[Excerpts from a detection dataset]
— start —
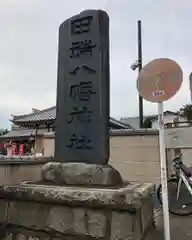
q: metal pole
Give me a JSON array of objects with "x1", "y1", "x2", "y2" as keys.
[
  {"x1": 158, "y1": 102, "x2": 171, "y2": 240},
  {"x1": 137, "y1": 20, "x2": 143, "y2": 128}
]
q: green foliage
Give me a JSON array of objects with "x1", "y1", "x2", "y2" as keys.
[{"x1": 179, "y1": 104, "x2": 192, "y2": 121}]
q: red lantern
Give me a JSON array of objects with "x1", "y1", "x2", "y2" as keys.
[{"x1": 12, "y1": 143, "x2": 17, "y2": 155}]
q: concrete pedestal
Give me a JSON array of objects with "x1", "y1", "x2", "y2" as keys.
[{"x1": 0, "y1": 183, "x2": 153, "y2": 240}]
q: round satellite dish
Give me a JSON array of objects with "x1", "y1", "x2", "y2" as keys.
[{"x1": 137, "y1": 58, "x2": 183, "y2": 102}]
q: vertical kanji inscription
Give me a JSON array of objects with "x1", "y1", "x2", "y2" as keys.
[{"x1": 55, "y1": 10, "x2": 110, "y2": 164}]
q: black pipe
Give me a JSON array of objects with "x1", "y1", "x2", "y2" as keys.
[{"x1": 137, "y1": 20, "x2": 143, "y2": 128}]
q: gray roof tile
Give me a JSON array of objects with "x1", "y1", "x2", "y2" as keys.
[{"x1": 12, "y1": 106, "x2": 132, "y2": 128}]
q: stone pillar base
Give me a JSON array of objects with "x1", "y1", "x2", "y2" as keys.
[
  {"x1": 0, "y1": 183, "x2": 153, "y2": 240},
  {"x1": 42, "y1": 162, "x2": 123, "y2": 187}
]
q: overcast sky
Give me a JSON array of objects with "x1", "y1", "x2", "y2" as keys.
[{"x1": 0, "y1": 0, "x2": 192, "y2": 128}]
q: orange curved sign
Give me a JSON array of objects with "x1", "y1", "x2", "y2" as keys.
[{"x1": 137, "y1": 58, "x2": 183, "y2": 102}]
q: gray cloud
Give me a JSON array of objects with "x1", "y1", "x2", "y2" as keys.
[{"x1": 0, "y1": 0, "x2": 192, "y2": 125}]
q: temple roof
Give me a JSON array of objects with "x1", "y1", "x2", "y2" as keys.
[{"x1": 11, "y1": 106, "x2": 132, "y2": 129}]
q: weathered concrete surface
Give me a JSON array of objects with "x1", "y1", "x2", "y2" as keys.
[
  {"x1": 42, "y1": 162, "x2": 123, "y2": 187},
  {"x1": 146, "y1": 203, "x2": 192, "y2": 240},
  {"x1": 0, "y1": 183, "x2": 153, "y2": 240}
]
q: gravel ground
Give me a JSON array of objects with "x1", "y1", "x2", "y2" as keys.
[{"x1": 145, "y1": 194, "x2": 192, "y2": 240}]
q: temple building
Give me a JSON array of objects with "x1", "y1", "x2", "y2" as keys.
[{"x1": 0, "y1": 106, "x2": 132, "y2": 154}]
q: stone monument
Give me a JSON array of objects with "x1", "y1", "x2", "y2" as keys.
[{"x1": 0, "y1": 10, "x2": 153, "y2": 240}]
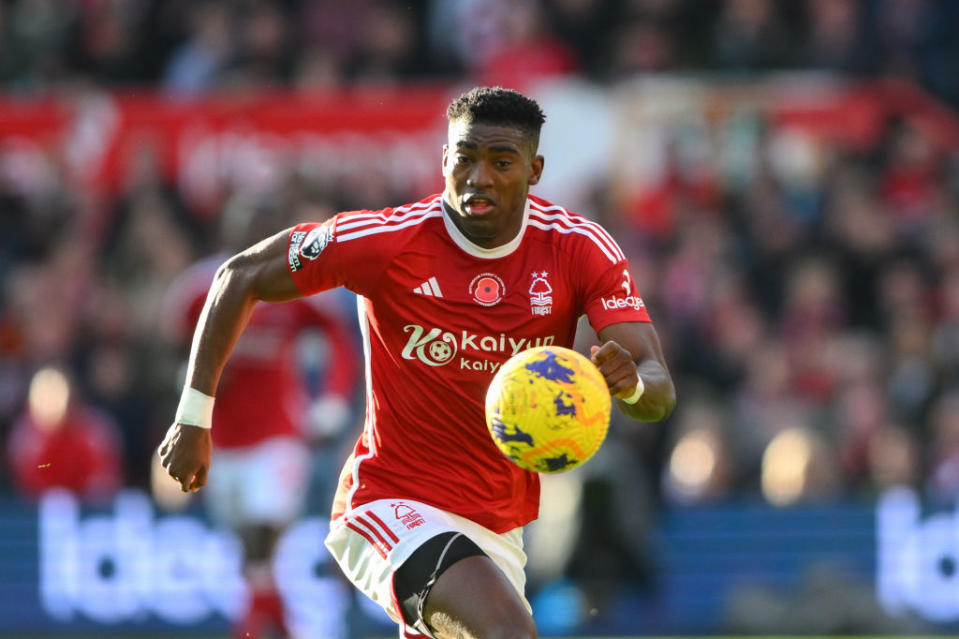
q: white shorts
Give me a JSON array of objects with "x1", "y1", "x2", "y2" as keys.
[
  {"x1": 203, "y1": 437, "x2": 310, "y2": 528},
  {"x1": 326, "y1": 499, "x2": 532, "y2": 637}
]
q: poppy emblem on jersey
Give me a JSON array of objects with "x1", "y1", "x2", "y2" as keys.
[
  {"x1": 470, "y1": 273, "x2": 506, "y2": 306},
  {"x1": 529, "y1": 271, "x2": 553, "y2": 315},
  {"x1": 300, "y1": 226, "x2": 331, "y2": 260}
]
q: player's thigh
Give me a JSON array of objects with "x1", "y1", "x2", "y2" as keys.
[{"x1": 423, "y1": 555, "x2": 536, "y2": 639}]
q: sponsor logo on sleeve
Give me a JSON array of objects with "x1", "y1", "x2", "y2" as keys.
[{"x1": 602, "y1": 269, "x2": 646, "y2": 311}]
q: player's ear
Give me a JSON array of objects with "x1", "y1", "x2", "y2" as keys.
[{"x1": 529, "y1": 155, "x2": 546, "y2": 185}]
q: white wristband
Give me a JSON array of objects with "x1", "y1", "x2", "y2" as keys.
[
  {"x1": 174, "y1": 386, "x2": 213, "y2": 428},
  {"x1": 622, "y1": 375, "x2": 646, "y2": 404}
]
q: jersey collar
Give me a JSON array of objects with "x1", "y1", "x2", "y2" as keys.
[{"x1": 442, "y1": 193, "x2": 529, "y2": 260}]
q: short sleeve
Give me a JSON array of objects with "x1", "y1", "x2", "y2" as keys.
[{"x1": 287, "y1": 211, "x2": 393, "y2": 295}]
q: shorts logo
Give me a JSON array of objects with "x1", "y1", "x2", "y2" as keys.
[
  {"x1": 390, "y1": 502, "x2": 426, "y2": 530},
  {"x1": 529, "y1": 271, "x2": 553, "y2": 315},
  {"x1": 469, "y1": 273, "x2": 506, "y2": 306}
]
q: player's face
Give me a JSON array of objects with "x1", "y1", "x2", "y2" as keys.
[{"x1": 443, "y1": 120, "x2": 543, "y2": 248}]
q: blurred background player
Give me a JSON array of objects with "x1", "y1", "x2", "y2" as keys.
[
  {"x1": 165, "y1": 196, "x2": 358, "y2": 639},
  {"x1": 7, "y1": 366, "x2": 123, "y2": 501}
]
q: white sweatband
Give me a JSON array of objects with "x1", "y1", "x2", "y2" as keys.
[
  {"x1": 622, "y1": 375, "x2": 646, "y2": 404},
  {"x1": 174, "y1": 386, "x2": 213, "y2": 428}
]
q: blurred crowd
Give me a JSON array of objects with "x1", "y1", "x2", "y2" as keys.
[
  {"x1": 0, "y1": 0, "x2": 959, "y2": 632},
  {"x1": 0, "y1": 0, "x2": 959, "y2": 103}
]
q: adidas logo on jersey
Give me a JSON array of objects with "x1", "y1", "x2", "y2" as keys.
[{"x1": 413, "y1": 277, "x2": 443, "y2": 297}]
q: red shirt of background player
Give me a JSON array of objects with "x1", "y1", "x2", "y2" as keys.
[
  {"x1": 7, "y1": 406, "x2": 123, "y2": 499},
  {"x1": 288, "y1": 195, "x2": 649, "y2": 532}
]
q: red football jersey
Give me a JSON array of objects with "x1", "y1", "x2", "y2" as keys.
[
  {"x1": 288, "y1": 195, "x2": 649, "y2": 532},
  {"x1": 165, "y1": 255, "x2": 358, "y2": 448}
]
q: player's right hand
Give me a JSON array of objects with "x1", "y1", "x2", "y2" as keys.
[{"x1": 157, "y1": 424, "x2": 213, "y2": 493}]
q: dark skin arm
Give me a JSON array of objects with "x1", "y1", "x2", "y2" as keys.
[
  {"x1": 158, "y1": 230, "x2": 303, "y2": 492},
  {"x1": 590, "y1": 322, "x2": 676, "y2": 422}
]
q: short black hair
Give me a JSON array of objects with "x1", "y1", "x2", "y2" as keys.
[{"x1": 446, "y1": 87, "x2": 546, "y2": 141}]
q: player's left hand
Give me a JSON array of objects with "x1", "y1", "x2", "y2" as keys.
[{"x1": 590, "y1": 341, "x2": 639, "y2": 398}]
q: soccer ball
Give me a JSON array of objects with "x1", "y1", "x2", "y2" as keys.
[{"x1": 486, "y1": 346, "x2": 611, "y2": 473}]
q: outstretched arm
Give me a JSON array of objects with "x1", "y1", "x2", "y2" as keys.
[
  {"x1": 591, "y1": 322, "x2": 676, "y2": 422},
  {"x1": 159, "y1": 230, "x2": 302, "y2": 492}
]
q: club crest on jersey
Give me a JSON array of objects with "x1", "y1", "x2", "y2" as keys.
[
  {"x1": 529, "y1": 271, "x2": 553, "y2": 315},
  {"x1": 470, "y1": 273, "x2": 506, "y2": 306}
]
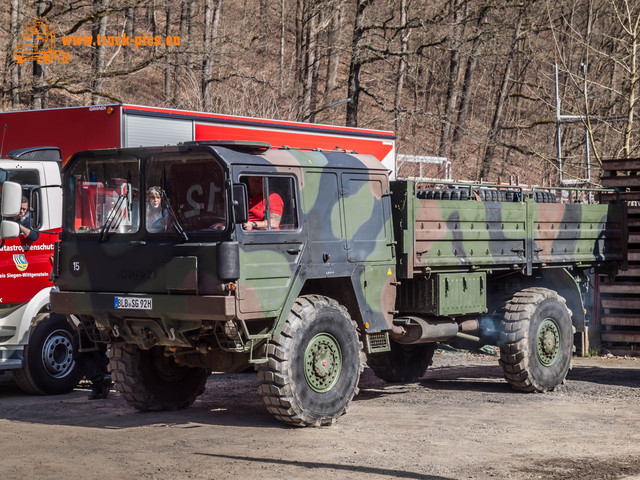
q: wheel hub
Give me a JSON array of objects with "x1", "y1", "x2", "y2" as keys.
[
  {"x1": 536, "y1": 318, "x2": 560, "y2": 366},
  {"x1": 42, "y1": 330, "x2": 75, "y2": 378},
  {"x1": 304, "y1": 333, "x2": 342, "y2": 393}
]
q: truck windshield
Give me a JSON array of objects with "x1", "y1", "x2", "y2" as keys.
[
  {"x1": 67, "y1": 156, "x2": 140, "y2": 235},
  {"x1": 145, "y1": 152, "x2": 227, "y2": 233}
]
— end —
— start —
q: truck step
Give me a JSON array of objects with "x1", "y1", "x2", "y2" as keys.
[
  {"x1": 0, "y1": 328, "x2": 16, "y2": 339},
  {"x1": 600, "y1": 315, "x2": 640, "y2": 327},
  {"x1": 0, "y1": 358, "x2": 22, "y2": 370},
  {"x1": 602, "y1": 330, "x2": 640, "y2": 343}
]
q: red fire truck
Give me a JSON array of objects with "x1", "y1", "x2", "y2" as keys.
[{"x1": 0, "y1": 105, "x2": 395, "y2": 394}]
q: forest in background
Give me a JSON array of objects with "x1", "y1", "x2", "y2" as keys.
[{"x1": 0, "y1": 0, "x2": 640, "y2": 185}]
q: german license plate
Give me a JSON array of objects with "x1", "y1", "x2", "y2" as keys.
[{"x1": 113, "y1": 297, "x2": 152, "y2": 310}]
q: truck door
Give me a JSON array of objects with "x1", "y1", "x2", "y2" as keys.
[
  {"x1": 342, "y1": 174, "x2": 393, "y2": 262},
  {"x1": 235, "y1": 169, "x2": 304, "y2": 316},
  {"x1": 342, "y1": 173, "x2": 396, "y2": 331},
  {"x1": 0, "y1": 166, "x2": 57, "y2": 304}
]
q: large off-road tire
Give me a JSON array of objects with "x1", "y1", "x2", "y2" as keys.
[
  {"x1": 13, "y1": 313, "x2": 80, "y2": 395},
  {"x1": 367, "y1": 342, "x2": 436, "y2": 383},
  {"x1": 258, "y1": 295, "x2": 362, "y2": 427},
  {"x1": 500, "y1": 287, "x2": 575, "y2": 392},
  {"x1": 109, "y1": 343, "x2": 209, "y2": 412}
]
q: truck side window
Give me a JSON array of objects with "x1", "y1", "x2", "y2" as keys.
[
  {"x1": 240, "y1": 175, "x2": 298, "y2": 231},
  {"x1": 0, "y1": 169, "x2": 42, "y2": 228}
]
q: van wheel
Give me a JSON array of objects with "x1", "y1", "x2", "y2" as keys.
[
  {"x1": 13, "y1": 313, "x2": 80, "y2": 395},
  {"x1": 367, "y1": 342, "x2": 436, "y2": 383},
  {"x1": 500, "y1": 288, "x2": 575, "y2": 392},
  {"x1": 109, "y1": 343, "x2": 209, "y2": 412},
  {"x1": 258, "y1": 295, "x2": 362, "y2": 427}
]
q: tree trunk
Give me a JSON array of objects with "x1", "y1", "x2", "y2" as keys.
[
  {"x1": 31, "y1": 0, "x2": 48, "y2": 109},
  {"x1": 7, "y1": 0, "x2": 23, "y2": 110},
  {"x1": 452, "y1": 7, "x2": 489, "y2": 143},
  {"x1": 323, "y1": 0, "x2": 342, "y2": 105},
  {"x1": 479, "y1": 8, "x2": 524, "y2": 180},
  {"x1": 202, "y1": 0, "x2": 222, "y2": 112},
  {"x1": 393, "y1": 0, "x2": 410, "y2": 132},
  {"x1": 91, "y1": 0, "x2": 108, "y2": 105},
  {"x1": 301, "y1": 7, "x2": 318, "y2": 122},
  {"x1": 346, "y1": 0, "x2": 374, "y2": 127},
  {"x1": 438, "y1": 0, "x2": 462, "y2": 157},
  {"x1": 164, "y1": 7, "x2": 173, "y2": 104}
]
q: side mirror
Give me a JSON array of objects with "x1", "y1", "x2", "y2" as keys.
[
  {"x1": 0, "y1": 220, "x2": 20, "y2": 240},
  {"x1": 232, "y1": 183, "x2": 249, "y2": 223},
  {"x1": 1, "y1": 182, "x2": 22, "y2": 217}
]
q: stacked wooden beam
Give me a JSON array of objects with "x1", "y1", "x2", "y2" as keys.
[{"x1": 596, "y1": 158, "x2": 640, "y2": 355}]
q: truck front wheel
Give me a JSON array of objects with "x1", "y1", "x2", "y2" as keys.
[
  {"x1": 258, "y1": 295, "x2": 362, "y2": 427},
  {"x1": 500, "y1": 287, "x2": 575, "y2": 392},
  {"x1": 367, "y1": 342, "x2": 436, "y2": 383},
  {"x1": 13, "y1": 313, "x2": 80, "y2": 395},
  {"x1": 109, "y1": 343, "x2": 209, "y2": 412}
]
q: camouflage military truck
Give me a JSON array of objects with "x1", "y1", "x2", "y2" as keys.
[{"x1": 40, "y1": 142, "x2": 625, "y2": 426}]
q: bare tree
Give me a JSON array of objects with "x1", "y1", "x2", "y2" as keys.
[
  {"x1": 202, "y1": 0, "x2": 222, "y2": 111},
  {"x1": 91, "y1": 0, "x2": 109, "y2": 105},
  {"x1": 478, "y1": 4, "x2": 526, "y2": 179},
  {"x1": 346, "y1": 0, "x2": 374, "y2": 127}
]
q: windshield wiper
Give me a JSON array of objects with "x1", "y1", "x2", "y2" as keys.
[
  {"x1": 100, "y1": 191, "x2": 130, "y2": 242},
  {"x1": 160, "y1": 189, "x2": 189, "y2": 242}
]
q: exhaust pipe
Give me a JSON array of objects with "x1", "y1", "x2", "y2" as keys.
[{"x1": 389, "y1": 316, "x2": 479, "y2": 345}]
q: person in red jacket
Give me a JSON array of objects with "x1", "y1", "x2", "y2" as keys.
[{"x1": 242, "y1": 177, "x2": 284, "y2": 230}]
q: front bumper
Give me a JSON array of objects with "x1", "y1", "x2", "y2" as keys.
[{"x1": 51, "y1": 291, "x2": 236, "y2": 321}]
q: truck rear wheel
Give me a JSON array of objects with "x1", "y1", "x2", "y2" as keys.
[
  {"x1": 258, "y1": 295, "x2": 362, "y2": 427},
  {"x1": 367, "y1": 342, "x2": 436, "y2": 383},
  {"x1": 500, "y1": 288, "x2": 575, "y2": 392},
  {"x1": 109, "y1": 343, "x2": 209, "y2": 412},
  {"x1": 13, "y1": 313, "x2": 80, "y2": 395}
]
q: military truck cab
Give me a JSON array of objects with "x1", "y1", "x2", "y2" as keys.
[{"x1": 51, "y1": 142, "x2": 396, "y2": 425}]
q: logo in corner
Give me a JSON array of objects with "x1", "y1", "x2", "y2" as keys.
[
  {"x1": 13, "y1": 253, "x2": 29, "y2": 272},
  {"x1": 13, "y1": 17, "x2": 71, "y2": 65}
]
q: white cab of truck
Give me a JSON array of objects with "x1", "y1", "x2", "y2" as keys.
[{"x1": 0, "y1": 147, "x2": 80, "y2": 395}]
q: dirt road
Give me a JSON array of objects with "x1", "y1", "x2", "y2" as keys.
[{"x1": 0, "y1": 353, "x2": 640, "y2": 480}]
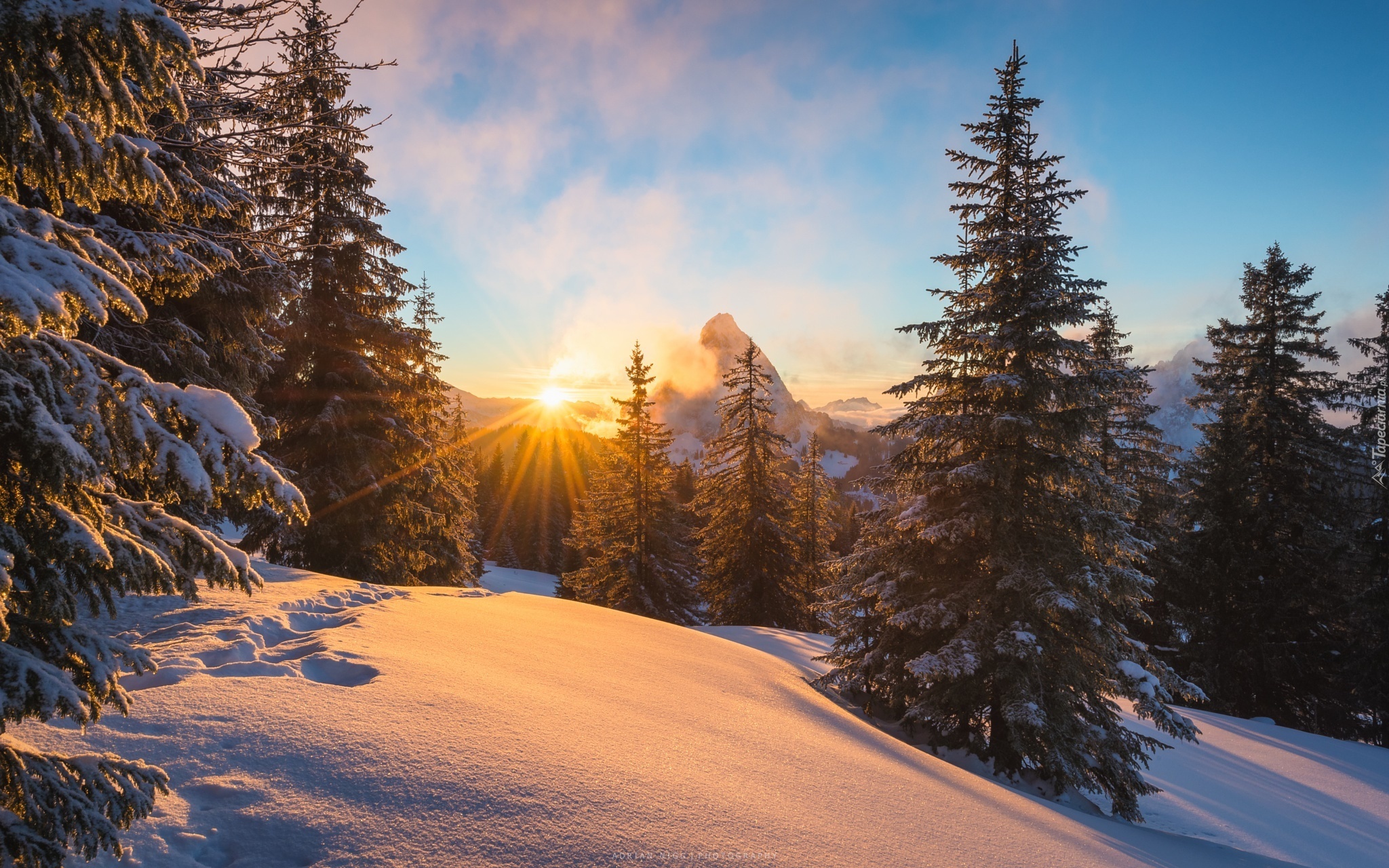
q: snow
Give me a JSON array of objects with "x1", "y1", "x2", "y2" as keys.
— end —
• **Task prompt**: Copy every line of the data above that contains the string "wheel", treating uppercase and lowercase letters as distinct.

• **Result of this task**:
q: wheel hub
q: van wheel
q: truck front wheel
q: truck rear wheel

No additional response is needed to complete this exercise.